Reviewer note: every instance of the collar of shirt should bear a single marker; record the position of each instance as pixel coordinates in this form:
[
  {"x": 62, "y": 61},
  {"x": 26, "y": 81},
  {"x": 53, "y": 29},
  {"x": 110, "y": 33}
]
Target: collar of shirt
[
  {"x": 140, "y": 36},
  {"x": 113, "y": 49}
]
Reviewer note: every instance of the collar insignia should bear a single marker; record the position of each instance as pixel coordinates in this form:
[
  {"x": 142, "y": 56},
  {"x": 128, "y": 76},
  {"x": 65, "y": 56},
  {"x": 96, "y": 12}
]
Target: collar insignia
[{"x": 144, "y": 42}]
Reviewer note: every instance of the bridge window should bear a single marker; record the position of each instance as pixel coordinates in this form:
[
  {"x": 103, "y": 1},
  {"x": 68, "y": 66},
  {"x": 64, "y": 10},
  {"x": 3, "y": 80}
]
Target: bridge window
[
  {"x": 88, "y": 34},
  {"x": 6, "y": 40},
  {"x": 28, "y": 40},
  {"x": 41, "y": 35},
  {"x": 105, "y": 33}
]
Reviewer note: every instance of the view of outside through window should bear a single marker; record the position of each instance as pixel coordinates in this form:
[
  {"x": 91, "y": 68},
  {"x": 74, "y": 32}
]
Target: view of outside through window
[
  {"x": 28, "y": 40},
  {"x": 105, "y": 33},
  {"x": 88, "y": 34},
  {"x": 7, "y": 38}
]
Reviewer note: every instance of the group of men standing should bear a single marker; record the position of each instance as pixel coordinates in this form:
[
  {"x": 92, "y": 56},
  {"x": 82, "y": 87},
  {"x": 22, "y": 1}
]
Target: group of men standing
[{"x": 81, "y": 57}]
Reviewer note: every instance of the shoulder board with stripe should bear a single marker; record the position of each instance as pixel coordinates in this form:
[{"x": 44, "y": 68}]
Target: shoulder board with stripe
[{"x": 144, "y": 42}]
************
● Task statement
Copy all of the records above again, line for line and unchanged.

● Answer to this task
Reviewer note: every instance of the collar of shirt should bear a single marker; record the position of each instance as pixel coordinates in this form:
[
  {"x": 62, "y": 61},
  {"x": 26, "y": 81},
  {"x": 53, "y": 29},
  {"x": 110, "y": 33}
]
Target: collar of shirt
[
  {"x": 140, "y": 36},
  {"x": 113, "y": 49}
]
Reviewer note: every instance of the collar insignia should bear a single marker; record the position of each instance as pixel coordinates in this form:
[
  {"x": 142, "y": 56},
  {"x": 128, "y": 76},
  {"x": 65, "y": 56},
  {"x": 96, "y": 12}
]
Target: collar insignia
[{"x": 144, "y": 42}]
Reviewer note: every instance of the bridge window should bear a single marker; record the position of each instance as pixel coordinates in this form:
[
  {"x": 103, "y": 1},
  {"x": 68, "y": 66},
  {"x": 64, "y": 10},
  {"x": 3, "y": 80}
]
Target: bridge window
[
  {"x": 88, "y": 34},
  {"x": 6, "y": 40},
  {"x": 28, "y": 40},
  {"x": 41, "y": 35},
  {"x": 105, "y": 33}
]
Reviewer note: every instance of the view of outside through window should bear a single marker; record the position of each instance as pixel coordinates in this form:
[
  {"x": 91, "y": 68},
  {"x": 74, "y": 32}
]
Target: view of outside through window
[
  {"x": 28, "y": 40},
  {"x": 105, "y": 33},
  {"x": 88, "y": 34},
  {"x": 7, "y": 38}
]
Reviewer note: every instance of the group of men standing should bear a single marker; record the position of each instance as pixel coordinates in this form:
[
  {"x": 92, "y": 56},
  {"x": 82, "y": 87},
  {"x": 22, "y": 1}
]
Target: group of men standing
[{"x": 81, "y": 57}]
Reviewer note: every instance of the shoulder board with stripe should bear a single marker; record the position of each instance as pixel coordinates in this form:
[{"x": 44, "y": 68}]
Target: shoulder board with stripe
[{"x": 144, "y": 42}]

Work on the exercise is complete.